# Ego-Shooter mit guter Story



## a3507742 (26. März 2011)

Hey,
da es ja erst vor kurzem einen Artikel hier auf PCGames.de über schlechte Stories in Spielen auf die Seite geschaft hat, will ich euch mal fragen ob ihr Spiele kennt die eine besonders Gute Story haben. Spontan fallen mir hier nämlich nur Half Life und FEAR ein.
Also, fallen euch noch weitere Shooter ein?


----------



## Felix Schuetz (26. März 2011)

a3507742 schrieb:


> Hey,
> da es ja erst vor kurzem einen Artikel hier auf PCGames.de über schlechte Stories in Spielen auf die Seite geschaft hat, will ich euch mal fragen ob ihr Spiele kennt die eine besonders Gute Story haben. Spontan fallen mir hier nämlich nur Half Life und FEAR ein.
> Also, fallen euch noch weitere Shooter ein?


Tron 2.0, Prey, Chronicles of Riddick, Bioshock. Singularity war auch nicht schlecht. Wenn du Knobelspiele mit Shooter-Mechanik tolerierst, würde ich Portal auf jeden Fall dazuzählen.


----------



## Enisra (26. März 2011)

FelixSchuetz schrieb:


> a3507742 schrieb:
> 
> 
> > Hey,
> ...


man sollte aber dazu sagen das mit Tron 2.0 nicht dieser PoP-Klon zum aktuellem Film gemeint ist  
Das Ding ist schon ein wenig älter

Naja, eigentlich würde ich ja auch so ein GTA 3-4 dazu zählen, es ist irgendwo im weitesten Sinne auch so was wie ein Shooter, man zwar vieles anderes, aber man läßt da auch oft genug die Argumentationsverstärker sprechen


----------



## tavrosffm (26. März 2011)

*metro 2033* hab ich vor kurzem durchgespielt.war ok von der story.
*hl2* samt add ons...ist auch intressant.
*call of juarez 1* darf man auf jeden fall auch nicht vergessen sowie *dark messiah of might and magic* welches sich aber eher wie ein rollenspielshooter spielt.
ansonsten muss ich meinem vorredner zustimmen...das story highlight für mich ist *gta4 und das add on the ballad of gay tony.*
aber du hast ja nach ego shootern gefragt denn ansonsten müsste man noch etliche 3rd person shooter auflisten.


----------



## a3507742 (26. März 2011)

FelixSchuetz schrieb:


> a3507742 schrieb:
> 
> 
> > Hey,
> ...


  Also Prey fand ich auch noch nett. Bin dann aber in irgendeinem level hängen geblieben und dann hats mich irgendwann nicht mehr interessiert. Schade eigendlich.
Singularity werd ich mir mal ansehen, Danke.
Zu Portal... Ich LIEBE dieses Spiel aber eine Story steckt da nicht wirklich dahinter ;D


tavrosffm schrieb:


> *metro 2033* hab ich vor kurzem durchgespielt.war ok von der story.

Anforderung A
Ändere im Textauszug den Abschnitt zwischen "Naja, eigentlich würde" und "tavrosffm (26. März 2011)", beide eingeschlossen, indem du "Argumentationsverstärker" durch "Waffen" ersetzt, und gib ihn so wieder.
Anforderung B
Führe den Forenthread über Ego-Shooter mit guter Story weiter.
Die Datensätze braucht man hierfür nicht.

Vorhandene Datensätze

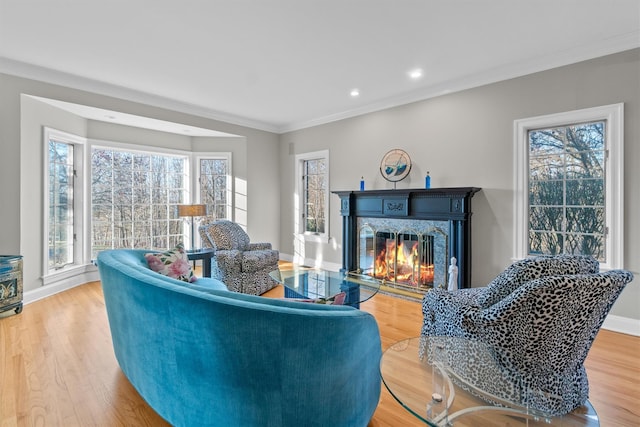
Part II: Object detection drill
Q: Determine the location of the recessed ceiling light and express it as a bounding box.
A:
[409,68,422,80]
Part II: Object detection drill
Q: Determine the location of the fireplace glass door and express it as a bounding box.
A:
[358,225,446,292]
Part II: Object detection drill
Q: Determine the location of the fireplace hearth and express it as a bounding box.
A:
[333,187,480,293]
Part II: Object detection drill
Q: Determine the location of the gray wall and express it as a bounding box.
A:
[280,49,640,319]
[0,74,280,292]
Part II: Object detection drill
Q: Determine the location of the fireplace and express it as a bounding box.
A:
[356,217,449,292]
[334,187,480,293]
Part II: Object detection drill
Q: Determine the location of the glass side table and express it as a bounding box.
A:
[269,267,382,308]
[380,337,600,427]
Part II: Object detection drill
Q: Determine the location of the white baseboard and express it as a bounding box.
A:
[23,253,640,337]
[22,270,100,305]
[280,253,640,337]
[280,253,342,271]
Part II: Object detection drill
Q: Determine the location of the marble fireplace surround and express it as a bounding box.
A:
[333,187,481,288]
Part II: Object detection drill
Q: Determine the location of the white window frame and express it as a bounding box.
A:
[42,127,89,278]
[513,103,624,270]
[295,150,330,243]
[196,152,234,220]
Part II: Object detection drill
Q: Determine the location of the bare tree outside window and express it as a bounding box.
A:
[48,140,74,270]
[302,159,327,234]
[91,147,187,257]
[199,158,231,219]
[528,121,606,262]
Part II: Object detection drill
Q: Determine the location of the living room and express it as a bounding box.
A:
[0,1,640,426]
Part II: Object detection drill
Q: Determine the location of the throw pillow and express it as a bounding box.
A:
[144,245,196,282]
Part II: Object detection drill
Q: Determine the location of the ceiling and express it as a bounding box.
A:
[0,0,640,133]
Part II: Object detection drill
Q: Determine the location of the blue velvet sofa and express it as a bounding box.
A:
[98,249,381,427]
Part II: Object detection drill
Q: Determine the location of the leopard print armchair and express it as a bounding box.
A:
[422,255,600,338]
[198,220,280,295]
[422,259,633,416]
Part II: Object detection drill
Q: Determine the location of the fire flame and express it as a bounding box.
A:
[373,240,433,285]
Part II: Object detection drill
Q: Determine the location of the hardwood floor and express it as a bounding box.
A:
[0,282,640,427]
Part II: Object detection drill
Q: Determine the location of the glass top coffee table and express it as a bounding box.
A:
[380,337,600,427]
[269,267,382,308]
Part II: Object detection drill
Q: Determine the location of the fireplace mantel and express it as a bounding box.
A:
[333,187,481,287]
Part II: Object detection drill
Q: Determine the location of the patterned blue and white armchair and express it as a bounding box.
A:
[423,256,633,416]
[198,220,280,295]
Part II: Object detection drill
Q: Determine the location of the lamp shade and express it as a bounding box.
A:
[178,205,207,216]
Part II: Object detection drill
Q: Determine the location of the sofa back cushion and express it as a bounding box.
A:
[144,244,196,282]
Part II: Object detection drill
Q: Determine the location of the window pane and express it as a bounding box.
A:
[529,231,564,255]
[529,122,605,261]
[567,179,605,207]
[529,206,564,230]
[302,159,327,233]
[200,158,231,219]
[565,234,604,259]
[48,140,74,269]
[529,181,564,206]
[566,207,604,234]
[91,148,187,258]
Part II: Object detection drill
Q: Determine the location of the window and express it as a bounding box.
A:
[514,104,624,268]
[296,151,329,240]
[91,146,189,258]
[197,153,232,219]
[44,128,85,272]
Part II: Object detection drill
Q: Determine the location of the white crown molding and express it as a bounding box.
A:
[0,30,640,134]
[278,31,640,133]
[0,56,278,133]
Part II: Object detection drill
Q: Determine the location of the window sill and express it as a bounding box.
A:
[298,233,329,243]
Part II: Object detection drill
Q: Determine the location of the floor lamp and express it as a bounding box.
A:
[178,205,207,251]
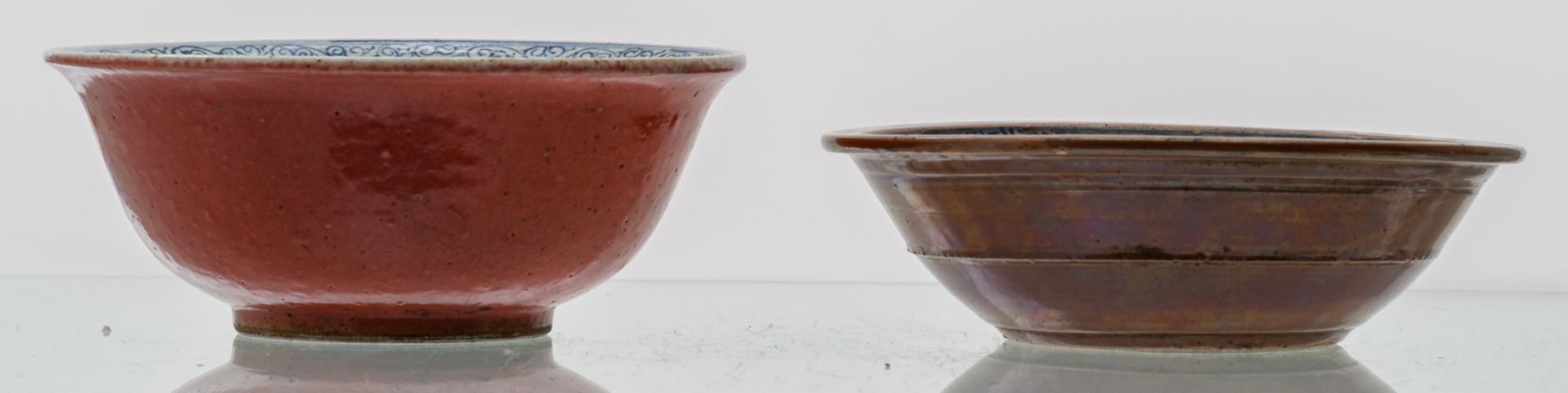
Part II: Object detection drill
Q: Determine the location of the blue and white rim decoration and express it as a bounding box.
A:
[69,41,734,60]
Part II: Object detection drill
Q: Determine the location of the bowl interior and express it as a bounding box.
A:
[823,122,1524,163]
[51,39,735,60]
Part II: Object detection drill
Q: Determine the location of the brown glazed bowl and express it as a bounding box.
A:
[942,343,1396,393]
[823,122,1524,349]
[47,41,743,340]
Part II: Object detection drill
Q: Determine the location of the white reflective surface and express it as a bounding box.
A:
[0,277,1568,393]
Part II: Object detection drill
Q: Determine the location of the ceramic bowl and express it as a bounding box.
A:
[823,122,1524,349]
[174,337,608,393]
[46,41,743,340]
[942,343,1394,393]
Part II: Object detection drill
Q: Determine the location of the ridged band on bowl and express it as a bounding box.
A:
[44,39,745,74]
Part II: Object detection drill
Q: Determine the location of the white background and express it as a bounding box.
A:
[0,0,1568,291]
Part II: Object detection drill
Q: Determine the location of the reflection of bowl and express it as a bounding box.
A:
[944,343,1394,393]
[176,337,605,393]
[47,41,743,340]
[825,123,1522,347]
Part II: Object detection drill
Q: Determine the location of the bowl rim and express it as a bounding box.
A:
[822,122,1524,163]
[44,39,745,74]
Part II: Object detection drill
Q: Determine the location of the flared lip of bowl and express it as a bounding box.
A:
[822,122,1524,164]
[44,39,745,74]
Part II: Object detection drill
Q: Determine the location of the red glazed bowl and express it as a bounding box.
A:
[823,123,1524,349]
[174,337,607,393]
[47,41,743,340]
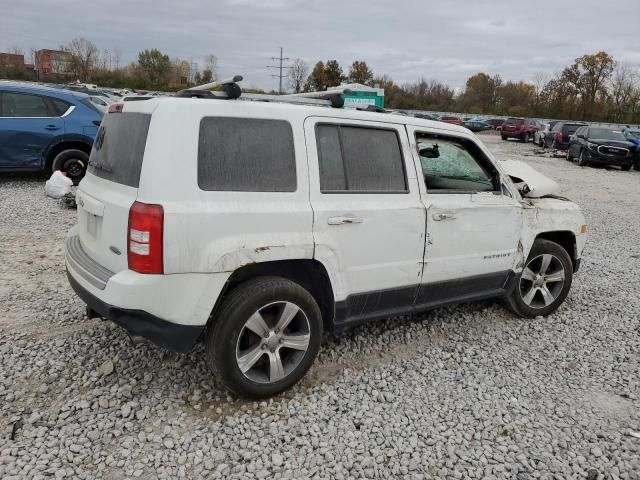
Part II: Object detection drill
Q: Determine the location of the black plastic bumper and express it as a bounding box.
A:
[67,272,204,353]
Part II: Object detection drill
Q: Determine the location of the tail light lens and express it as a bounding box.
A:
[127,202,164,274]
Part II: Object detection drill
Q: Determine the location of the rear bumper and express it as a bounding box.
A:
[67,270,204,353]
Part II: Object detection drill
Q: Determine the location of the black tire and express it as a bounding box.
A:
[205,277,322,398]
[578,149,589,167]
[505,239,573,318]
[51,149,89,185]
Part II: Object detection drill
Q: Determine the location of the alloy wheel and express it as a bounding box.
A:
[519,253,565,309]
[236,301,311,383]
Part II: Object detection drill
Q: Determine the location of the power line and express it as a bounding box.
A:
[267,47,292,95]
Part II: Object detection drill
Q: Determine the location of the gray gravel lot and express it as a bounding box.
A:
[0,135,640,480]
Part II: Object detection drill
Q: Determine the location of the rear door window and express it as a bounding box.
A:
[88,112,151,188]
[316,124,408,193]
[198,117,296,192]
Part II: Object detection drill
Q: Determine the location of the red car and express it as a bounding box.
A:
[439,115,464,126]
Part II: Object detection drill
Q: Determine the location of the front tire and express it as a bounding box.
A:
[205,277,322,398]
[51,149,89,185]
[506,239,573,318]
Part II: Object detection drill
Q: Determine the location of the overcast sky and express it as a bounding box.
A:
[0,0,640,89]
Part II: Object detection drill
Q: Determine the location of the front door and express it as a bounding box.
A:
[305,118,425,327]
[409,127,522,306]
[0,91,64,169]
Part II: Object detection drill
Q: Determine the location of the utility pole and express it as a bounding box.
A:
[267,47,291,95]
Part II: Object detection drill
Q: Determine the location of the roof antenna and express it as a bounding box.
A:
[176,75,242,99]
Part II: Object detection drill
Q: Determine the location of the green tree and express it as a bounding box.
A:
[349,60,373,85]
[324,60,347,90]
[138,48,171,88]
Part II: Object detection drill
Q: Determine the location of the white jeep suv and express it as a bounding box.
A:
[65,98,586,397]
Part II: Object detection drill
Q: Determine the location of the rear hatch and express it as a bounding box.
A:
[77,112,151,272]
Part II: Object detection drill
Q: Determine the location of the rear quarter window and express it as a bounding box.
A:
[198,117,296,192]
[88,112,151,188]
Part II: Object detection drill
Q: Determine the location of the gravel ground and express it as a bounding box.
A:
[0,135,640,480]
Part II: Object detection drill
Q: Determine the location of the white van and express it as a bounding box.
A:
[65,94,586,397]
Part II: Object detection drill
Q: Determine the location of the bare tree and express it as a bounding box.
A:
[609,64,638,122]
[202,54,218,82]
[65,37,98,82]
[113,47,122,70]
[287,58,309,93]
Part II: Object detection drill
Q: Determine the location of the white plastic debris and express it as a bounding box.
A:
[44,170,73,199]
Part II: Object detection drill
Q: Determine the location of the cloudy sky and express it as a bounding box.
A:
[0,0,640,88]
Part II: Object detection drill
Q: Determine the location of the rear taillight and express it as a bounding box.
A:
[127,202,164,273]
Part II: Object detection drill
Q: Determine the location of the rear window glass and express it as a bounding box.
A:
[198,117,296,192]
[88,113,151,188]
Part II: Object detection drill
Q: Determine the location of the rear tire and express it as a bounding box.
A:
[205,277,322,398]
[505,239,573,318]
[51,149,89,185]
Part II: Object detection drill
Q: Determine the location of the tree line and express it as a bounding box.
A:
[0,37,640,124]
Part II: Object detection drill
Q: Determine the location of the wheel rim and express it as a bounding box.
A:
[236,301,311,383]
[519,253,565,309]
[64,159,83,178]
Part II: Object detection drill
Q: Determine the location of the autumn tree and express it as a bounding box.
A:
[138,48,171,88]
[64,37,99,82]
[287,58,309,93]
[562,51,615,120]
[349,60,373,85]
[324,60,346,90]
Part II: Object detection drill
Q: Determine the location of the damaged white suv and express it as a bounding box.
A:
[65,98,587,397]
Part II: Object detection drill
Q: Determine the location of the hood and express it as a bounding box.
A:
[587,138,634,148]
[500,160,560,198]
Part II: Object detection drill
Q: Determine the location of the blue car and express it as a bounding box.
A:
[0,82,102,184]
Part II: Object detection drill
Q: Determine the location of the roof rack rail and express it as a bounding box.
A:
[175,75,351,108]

Antwort A
Naja, eigentlich würde ich ja auch so ein GTA 3-4 dazu zählen, es ist irgendwo im weitesten Sinne auch so was wie ein Shooter, man zwar vieles anderes, aber man läßt da auch oft genug die Waffen sprechen


----------



## tavrosffm (26. März 2011)

Antwort B
> *hl2* samt add ons...ist auch intressant.
> *call of juarez 1* darf man auf jeden fall auch nicht vergessen sowie *dark messiah of might and magic* welches sich aber eher wie ein rollenspielshooter spielt.
> ansonsten muss ich meinem vorredner zustimmen...das story highlight für mich ist *gta4 und das add on the ballad of gay tony.*
> aber du hast ja nach ego shootern gefragt denn ansonsten müsste man noch etliche 3rd person shooter auflisten.


  Metro 2033 und CoJ werd ich mir dann auch mal ansehen. Danke.


----------



## Vordack (26. März 2011)

Ich hab Homefront zwar erst angefangen, aber die Atmosphäre dort fand ich extrem fesselnd. Wie gut die Story ist weiss ich nicht^^


----------



## Crysisheld (26. März 2011)

DOOM3, QUAKE2 und Quake4    Die Story von Doom3 Resurrection of Evil ist plausibel aber naja nen bisschen kurz


----------



## FelixKowalski (26. März 2011)

Mass Effect 1 und 2, Stalker - Shadow of Chernobyl
zu letzterem kann ich dir noch die mod hier empfehlen
http://www.moddb.com/mods/stalker-complete-2009


----------



## Bonobo (26. April 2011)

HL2
Bioshock 1
Metro 2033 xD
hmm...
ja sonst spiel ich nur online multiplayer shooter, da iss story nich wichtig
in diesem sinne
iZe


----------



## Vordack (26. April 2011)

Alpha Protocoll
Splinter Cell Conviction


----------



## Lightbringer667 (26. April 2011)

Mafia 1 & 2
No One Lives Forever 1 & 2
Max Payne 1 & 2
DeusEx


die sind zwar meist etwas älter, aber die haben mich echt gefesselt und sind heute noch meine Lieblingsspiele


----------



## cWalk (28. April 2011)

also von der Story UND der Atmosphäre sind bei mir Fallout, Stalker und Half-life 2 ganz vorne, sind wirklich einen blick wert. 

wenn du aber das schwergewicht auf story legst und ein wenig weg kommst vom "ego"-shooter in richtung 3rd-person shooter, dann musst du unbedingt mass effect versuchen


----------



## TheKhoaNguyen (28. April 2011)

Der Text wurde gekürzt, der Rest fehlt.